Entrevista concedida pela especialista em Empresa Familiar, Sandra Reginada Luz Inacio, ao PME NEWS, edição de Dezembro de 2018 – Tema: “Empresa Familiar e os desafios da gestão à sucessão”.
PME NEWS – Quais são os principais desafios da gestão de uma empresa familiar?
Sandra Regina da Luz Inácio – O maior desafio, não somente para as empresas familiares, mas para todas as empresas em geral é a nova mentalidade exponencial que atinge implacavelmente a forma de gestão dessas empresas, as familiares, que, em sua maioria é acostumada aos padrões tradicionais, trazendo para esta gestão: a descentralização, gestão horizontal, inovação, não linearidade e transparência, aumentando as suas chances de crescimento, mesmo em um contexto socioeconômico não favorável.
As empresas familiares precisam conscientizar-se de que, com a evolução da tecnologia, o seu produto/solução/serviço deve ser colocado no ar, sem precisar contar com servidores físicos, tornando o processo mais simples, atingindo diretamente seu cliente e com um custo inferior.
Com os novos aplicativos: Big Data, cloud computing, robótica, etc. cria-se uma imensa vantagem competitiva em relação aos concorrentes, mercado e clientes, pois a gestão familiar geralmente faz projeções que nem sempre condizem com a realidade.
A mentalidade exponencial gera novas formas de pensar sobre marketing, vendas e estratégia e a maioria dos líderes está acostumada a tomar decisões em vez de capacitar decisões, o desafio é abraçar o desconhecido e “desaprender” as formas familiares de pensar.
PME NEWS – Quais os principais conflitos em um negócio familiar?
Sandra Regina da Luz Inácio
Os principais conflitos surgem quando:
- Os pais acreditam que todos os filhos devem trabalhar na empresa e um ou mais dos filhos, não têm interesse nem aptidão para o negócio.
- Um dos irmãos sente-se desprezado nas decisões da empresa em relação aos demais ou sente que trabalha mais que os outros e deveria ser mais valorizado.
- Filhos que não trabalham na empresa desejam opinar nos negócios e outros membros da família discordam.
- Os filhos constituem suas próprias famílias, agregando novos membros na relação empresa x família, os quais começam a opinar ou trabalhar na empresa.
- As novas gerações desejam alterar a forma como a empresa é gerida e implantar inovações, mas os mais velhos acreditam que “em time que está ganhando não se mexe”.
- Parentes (tios, primos, sobrinhos) são escolhidos para trabalhar na empresa devido ao grau de parentesco, e não pela competência em contribuir com o negócio.
- Há divergência na escolha do sucessor do fundador da empresa.
Sem falar que é inerente aos membros trazerem seus problemas familiares para dentro da empresa, costumo dizer que a gestão emocional tem mais força que a gestão organizacional no caso das empresas familiares.
PME NEWS – Quais foram as principais mudanças adotadas pelas empresas familiares nos últimos anos?
Sandra Regina da Luz Inácio – O e-social, embora ainda não seja obrigatória, mas já está trazendo mudanças, pois as empresas de um modo geral precisam adequar-se.
Outras mudanças ocorreram em função da Reforma Trabalhista, que entrou em vigor em novembro de 2017.

EXERCÍCIO PROPOSTO A: Conte quantas linhas das entradas contêm a palavra "jacket". Responda apenas com o número.
O texto e as entradas são materiais independentes entre si.

ENTRADAS FORNECIDAS:

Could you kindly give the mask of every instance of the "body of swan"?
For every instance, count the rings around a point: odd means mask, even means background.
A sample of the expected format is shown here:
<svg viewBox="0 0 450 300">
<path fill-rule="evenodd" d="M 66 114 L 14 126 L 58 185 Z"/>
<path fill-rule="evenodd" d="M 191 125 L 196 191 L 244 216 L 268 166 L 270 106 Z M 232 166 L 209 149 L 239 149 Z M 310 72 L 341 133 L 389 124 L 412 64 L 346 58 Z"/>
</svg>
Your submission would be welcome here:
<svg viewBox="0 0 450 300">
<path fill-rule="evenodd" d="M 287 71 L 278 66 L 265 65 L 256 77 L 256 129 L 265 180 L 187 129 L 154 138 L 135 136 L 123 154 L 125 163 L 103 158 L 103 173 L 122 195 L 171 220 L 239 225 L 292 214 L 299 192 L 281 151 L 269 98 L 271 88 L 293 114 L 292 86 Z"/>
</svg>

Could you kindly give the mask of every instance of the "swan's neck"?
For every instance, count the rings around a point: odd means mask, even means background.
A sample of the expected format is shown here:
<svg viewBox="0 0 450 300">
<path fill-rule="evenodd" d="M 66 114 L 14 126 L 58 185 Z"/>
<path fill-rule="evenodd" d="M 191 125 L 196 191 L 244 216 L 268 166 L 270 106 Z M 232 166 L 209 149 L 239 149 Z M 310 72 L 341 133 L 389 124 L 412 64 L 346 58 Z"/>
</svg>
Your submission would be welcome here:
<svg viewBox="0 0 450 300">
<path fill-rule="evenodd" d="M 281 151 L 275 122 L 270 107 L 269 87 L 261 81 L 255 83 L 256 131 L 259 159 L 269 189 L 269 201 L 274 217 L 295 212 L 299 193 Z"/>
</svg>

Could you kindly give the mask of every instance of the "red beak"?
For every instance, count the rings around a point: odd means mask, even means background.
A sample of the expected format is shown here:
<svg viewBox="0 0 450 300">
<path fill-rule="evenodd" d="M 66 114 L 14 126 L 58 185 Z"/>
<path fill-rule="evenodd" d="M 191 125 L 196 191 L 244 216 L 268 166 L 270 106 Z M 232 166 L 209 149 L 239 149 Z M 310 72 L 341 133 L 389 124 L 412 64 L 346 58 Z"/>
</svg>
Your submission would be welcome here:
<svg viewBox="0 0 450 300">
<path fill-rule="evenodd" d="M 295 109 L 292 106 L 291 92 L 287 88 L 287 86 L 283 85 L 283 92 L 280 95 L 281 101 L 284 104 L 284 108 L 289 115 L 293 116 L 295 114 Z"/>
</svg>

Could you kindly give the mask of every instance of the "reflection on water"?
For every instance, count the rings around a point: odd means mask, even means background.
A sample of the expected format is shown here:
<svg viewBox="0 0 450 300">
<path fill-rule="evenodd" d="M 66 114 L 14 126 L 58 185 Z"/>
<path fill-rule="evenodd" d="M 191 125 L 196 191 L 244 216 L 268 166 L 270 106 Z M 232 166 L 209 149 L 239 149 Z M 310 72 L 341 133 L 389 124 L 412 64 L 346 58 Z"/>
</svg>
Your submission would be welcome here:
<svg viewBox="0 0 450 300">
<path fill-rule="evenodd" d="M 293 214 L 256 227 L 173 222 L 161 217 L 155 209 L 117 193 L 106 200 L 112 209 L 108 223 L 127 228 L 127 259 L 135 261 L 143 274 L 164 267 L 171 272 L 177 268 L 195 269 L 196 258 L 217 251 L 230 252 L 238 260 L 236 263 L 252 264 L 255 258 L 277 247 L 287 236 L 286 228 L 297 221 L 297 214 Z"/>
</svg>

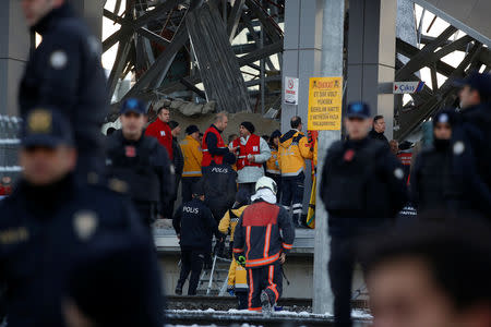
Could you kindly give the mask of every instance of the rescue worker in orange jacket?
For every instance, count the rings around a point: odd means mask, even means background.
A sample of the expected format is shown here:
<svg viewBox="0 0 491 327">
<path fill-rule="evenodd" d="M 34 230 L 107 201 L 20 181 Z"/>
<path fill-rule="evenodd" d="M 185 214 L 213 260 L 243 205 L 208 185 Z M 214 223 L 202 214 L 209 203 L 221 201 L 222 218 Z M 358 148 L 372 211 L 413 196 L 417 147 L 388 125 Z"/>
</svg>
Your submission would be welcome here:
<svg viewBox="0 0 491 327">
<path fill-rule="evenodd" d="M 236 261 L 248 270 L 249 310 L 263 313 L 271 312 L 282 295 L 282 264 L 295 240 L 287 210 L 276 205 L 276 192 L 271 178 L 258 180 L 253 203 L 240 217 L 233 237 Z"/>
<path fill-rule="evenodd" d="M 221 132 L 225 131 L 228 124 L 228 118 L 225 112 L 218 112 L 213 123 L 203 135 L 203 160 L 201 167 L 208 167 L 212 161 L 216 165 L 224 162 L 224 156 L 230 150 L 235 152 L 237 148 L 229 148 L 221 138 Z"/>
</svg>

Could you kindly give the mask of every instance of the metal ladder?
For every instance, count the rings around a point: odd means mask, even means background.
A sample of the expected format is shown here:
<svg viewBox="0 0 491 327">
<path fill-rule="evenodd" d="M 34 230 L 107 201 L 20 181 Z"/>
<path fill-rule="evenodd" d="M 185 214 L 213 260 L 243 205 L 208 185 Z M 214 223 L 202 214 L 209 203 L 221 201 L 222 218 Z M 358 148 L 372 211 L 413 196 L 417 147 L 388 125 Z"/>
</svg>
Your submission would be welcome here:
<svg viewBox="0 0 491 327">
<path fill-rule="evenodd" d="M 217 255 L 213 257 L 211 269 L 204 269 L 201 272 L 200 282 L 196 292 L 199 295 L 218 295 L 224 296 L 227 291 L 228 269 L 231 259 L 223 258 Z"/>
</svg>

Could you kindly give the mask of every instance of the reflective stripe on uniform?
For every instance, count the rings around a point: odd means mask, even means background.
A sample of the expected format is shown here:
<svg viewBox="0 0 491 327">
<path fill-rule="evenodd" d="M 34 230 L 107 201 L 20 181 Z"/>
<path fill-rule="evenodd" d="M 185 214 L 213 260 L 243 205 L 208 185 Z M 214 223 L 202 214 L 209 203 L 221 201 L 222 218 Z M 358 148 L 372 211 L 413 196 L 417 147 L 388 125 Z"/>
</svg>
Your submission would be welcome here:
<svg viewBox="0 0 491 327">
<path fill-rule="evenodd" d="M 284 175 L 284 177 L 298 175 L 302 171 L 303 171 L 303 167 L 300 168 L 297 172 L 285 172 L 285 173 L 282 172 L 282 175 Z"/>
<path fill-rule="evenodd" d="M 203 173 L 201 171 L 183 171 L 182 172 L 183 177 L 185 177 L 185 175 L 196 175 L 196 174 L 202 175 Z"/>
<path fill-rule="evenodd" d="M 264 258 L 260 258 L 260 259 L 254 259 L 254 261 L 247 261 L 246 262 L 246 267 L 250 268 L 250 267 L 258 267 L 258 266 L 270 265 L 270 264 L 273 264 L 274 262 L 276 262 L 278 258 L 279 258 L 279 252 L 276 253 L 273 256 L 268 256 L 268 257 L 264 257 Z"/>
</svg>

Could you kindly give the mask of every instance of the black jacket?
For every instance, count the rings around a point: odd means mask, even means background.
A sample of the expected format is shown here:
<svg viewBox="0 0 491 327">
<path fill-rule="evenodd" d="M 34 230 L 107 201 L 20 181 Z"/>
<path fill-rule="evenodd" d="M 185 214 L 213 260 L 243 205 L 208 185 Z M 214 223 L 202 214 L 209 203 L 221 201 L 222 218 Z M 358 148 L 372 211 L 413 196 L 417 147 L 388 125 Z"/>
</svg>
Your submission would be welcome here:
<svg viewBox="0 0 491 327">
<path fill-rule="evenodd" d="M 237 172 L 230 165 L 216 165 L 212 162 L 203 168 L 203 183 L 205 202 L 214 215 L 224 215 L 236 202 Z M 221 214 L 216 214 L 216 213 Z M 220 220 L 220 217 L 215 219 Z"/>
<path fill-rule="evenodd" d="M 45 187 L 21 182 L 14 193 L 0 202 L 0 282 L 8 288 L 9 326 L 65 326 L 62 300 L 74 259 L 87 242 L 107 232 L 153 240 L 125 195 L 105 186 L 77 185 L 68 177 Z M 157 258 L 155 307 L 161 308 Z M 154 316 L 157 317 L 157 316 Z M 158 318 L 155 324 L 161 323 Z"/>
<path fill-rule="evenodd" d="M 433 146 L 416 157 L 411 172 L 411 201 L 418 214 L 427 210 L 456 209 L 466 203 L 453 173 L 450 141 L 433 141 Z"/>
<path fill-rule="evenodd" d="M 407 203 L 403 166 L 384 143 L 336 142 L 326 155 L 321 197 L 332 235 L 385 226 Z"/>
<path fill-rule="evenodd" d="M 181 247 L 211 252 L 213 234 L 221 238 L 212 211 L 197 198 L 182 204 L 176 210 L 172 226 L 176 234 L 180 234 Z"/>
<path fill-rule="evenodd" d="M 21 114 L 34 107 L 63 111 L 72 123 L 79 155 L 98 156 L 104 166 L 100 126 L 108 106 L 100 40 L 69 4 L 52 10 L 32 29 L 43 41 L 31 53 L 21 81 Z"/>
<path fill-rule="evenodd" d="M 106 162 L 109 177 L 130 186 L 131 197 L 144 215 L 143 219 L 155 218 L 156 213 L 148 214 L 151 207 L 164 213 L 172 197 L 173 177 L 167 152 L 156 138 L 142 135 L 139 141 L 129 141 L 121 130 L 116 131 L 108 141 Z"/>
</svg>

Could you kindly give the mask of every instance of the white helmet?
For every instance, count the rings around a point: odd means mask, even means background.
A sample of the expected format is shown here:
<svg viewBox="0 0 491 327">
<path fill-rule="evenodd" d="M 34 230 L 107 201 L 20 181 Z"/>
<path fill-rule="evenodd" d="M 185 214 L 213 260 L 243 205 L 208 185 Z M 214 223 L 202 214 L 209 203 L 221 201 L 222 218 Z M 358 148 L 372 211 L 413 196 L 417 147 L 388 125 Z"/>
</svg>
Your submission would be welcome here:
<svg viewBox="0 0 491 327">
<path fill-rule="evenodd" d="M 255 192 L 258 192 L 261 189 L 270 189 L 275 195 L 278 192 L 278 185 L 276 185 L 276 182 L 267 177 L 262 177 L 255 182 Z"/>
</svg>

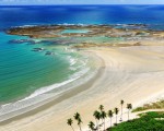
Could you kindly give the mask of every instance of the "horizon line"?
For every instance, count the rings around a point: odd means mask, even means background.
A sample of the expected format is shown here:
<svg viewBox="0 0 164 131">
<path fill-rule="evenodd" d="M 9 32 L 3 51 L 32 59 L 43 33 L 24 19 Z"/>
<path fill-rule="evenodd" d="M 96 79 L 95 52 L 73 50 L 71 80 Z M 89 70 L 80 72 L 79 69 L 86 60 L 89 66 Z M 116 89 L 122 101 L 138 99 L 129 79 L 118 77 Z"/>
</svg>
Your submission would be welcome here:
<svg viewBox="0 0 164 131">
<path fill-rule="evenodd" d="M 8 5 L 8 7 L 20 7 L 20 5 L 25 5 L 25 7 L 28 7 L 28 5 L 164 5 L 164 3 L 162 4 L 153 4 L 153 3 L 147 3 L 147 4 L 141 4 L 141 3 L 108 3 L 108 4 L 1 4 L 0 7 L 4 7 L 4 5 Z"/>
</svg>

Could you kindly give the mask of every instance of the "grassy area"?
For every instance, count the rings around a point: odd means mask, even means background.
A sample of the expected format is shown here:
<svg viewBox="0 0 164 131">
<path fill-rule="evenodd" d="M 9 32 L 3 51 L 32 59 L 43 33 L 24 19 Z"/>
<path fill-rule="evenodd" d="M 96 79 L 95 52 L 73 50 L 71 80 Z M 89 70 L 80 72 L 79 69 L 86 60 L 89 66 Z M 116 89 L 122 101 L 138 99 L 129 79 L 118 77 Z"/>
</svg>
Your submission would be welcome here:
<svg viewBox="0 0 164 131">
<path fill-rule="evenodd" d="M 141 114 L 140 117 L 119 123 L 107 131 L 164 131 L 164 111 Z"/>
<path fill-rule="evenodd" d="M 156 102 L 156 103 L 152 103 L 152 104 L 145 104 L 145 105 L 143 105 L 143 107 L 138 107 L 138 108 L 133 109 L 132 112 L 143 111 L 147 109 L 164 109 L 164 99 Z"/>
</svg>

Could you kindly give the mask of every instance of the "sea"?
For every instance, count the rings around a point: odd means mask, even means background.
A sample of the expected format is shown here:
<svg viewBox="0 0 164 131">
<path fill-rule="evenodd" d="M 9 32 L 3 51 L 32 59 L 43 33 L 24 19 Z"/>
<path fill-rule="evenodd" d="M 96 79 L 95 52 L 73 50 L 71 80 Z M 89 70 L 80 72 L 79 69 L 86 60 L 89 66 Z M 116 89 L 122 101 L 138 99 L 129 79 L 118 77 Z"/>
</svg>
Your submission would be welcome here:
<svg viewBox="0 0 164 131">
<path fill-rule="evenodd" d="M 71 44 L 62 45 L 63 39 L 51 44 L 5 33 L 11 27 L 52 24 L 147 24 L 163 31 L 164 5 L 0 5 L 0 115 L 59 95 L 70 90 L 68 84 L 73 87 L 80 84 L 75 81 L 94 72 L 93 61 L 72 49 Z"/>
</svg>

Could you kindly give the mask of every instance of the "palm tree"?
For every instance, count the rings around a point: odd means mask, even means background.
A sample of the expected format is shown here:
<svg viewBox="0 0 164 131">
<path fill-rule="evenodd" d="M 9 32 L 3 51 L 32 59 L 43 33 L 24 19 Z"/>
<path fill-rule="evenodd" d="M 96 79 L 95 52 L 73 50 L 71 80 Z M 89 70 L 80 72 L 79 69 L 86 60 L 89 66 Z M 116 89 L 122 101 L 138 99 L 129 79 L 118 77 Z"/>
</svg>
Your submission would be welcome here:
<svg viewBox="0 0 164 131">
<path fill-rule="evenodd" d="M 101 118 L 102 118 L 102 120 L 104 120 L 104 131 L 105 131 L 105 118 L 106 118 L 106 112 L 105 111 L 101 112 Z"/>
<path fill-rule="evenodd" d="M 118 110 L 118 108 L 115 108 L 115 115 L 116 115 L 116 124 L 117 124 L 117 115 L 118 115 L 118 112 L 119 112 L 119 110 Z"/>
<path fill-rule="evenodd" d="M 99 110 L 103 111 L 104 110 L 104 106 L 99 105 Z"/>
<path fill-rule="evenodd" d="M 94 127 L 95 127 L 94 122 L 90 121 L 87 126 L 92 131 L 94 131 Z"/>
<path fill-rule="evenodd" d="M 113 110 L 108 110 L 108 114 L 107 114 L 107 115 L 108 115 L 108 117 L 110 118 L 110 127 L 112 127 L 112 122 L 113 122 L 113 121 L 112 121 L 112 120 L 113 120 L 112 118 L 113 118 L 113 115 L 114 115 Z"/>
<path fill-rule="evenodd" d="M 97 110 L 95 110 L 94 112 L 93 112 L 93 116 L 94 116 L 94 118 L 95 118 L 95 120 L 96 120 L 96 127 L 97 127 L 97 131 L 98 131 L 98 122 L 99 122 L 99 119 L 101 119 L 101 112 L 99 111 L 97 111 Z"/>
<path fill-rule="evenodd" d="M 121 105 L 121 115 L 120 115 L 120 121 L 122 121 L 122 106 L 124 106 L 125 102 L 121 99 L 120 100 L 120 105 Z"/>
<path fill-rule="evenodd" d="M 132 105 L 131 104 L 127 104 L 127 109 L 128 109 L 128 121 L 129 121 L 129 112 L 130 112 L 130 109 L 132 109 Z"/>
<path fill-rule="evenodd" d="M 81 129 L 81 123 L 82 123 L 82 120 L 81 120 L 81 116 L 80 116 L 80 114 L 79 112 L 77 112 L 77 114 L 74 114 L 74 119 L 78 121 L 78 126 L 79 126 L 79 128 L 80 128 L 80 131 L 82 131 L 82 129 Z"/>
<path fill-rule="evenodd" d="M 72 123 L 73 123 L 73 120 L 71 118 L 67 120 L 67 124 L 70 126 L 72 130 L 74 131 Z"/>
</svg>

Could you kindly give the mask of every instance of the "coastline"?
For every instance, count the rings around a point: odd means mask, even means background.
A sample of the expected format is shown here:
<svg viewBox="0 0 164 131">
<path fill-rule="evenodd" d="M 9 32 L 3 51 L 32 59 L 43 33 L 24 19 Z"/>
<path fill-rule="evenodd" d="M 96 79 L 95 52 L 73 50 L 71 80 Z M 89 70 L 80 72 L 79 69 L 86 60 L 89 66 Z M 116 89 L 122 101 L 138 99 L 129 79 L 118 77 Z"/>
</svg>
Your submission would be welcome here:
<svg viewBox="0 0 164 131">
<path fill-rule="evenodd" d="M 85 56 L 89 56 L 90 52 L 80 52 L 83 53 Z M 102 69 L 101 69 L 101 64 L 103 64 L 103 62 L 97 62 L 97 61 L 102 61 L 99 58 L 95 57 L 95 56 L 91 56 L 90 55 L 90 60 L 93 61 L 93 63 L 96 63 L 96 66 L 92 66 L 90 68 L 92 68 L 91 70 L 93 71 L 89 71 L 87 73 L 90 74 L 84 74 L 81 78 L 79 78 L 78 80 L 74 80 L 66 85 L 62 85 L 61 87 L 68 87 L 68 90 L 59 93 L 59 94 L 54 94 L 54 90 L 50 93 L 46 93 L 46 94 L 42 94 L 40 99 L 43 98 L 44 100 L 40 100 L 39 103 L 36 103 L 35 105 L 30 105 L 25 108 L 21 108 L 11 112 L 7 112 L 7 115 L 2 115 L 0 118 L 0 126 L 5 126 L 8 123 L 11 123 L 11 121 L 15 121 L 15 120 L 20 120 L 22 118 L 25 118 L 26 116 L 33 116 L 36 115 L 37 112 L 48 109 L 49 107 L 57 105 L 58 103 L 70 98 L 85 90 L 87 90 L 92 83 L 97 79 L 97 76 L 99 76 L 102 74 Z M 94 69 L 93 69 L 94 68 Z M 84 82 L 81 82 L 84 81 Z M 79 85 L 78 85 L 79 84 Z M 89 87 L 85 85 L 90 85 Z M 45 96 L 45 98 L 44 98 Z M 47 97 L 46 97 L 47 96 Z M 38 97 L 39 99 L 39 97 Z"/>
<path fill-rule="evenodd" d="M 92 114 L 99 104 L 103 104 L 105 109 L 113 109 L 119 106 L 120 99 L 132 103 L 136 107 L 141 102 L 157 98 L 160 92 L 163 94 L 162 50 L 163 46 L 86 49 L 104 61 L 96 79 L 49 103 L 50 106 L 39 108 L 38 114 L 33 110 L 33 114 L 28 112 L 20 119 L 13 119 L 11 123 L 1 126 L 0 130 L 50 131 L 56 128 L 58 131 L 71 131 L 66 120 L 77 111 L 82 114 L 83 126 L 86 126 L 89 120 L 94 120 Z M 73 126 L 78 128 L 75 122 Z"/>
</svg>

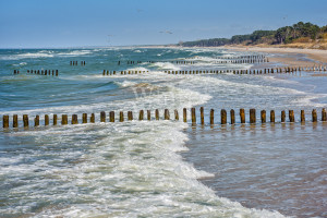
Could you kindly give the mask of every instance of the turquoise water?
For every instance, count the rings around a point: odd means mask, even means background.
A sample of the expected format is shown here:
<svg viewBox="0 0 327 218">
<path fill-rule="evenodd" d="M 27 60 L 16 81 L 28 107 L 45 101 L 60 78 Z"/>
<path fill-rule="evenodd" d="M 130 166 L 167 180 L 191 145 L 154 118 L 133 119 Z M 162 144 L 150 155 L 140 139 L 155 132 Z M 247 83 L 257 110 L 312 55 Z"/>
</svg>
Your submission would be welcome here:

EXERCÍCIO PROPOSTO B: De acordo com o texto, em que mês e ano a Reforma Trabalhista entrou em vigor?

RESPOSTA ESPERADA A: 2

RESPOSTA ESPERADA B: Em novembro de 2017.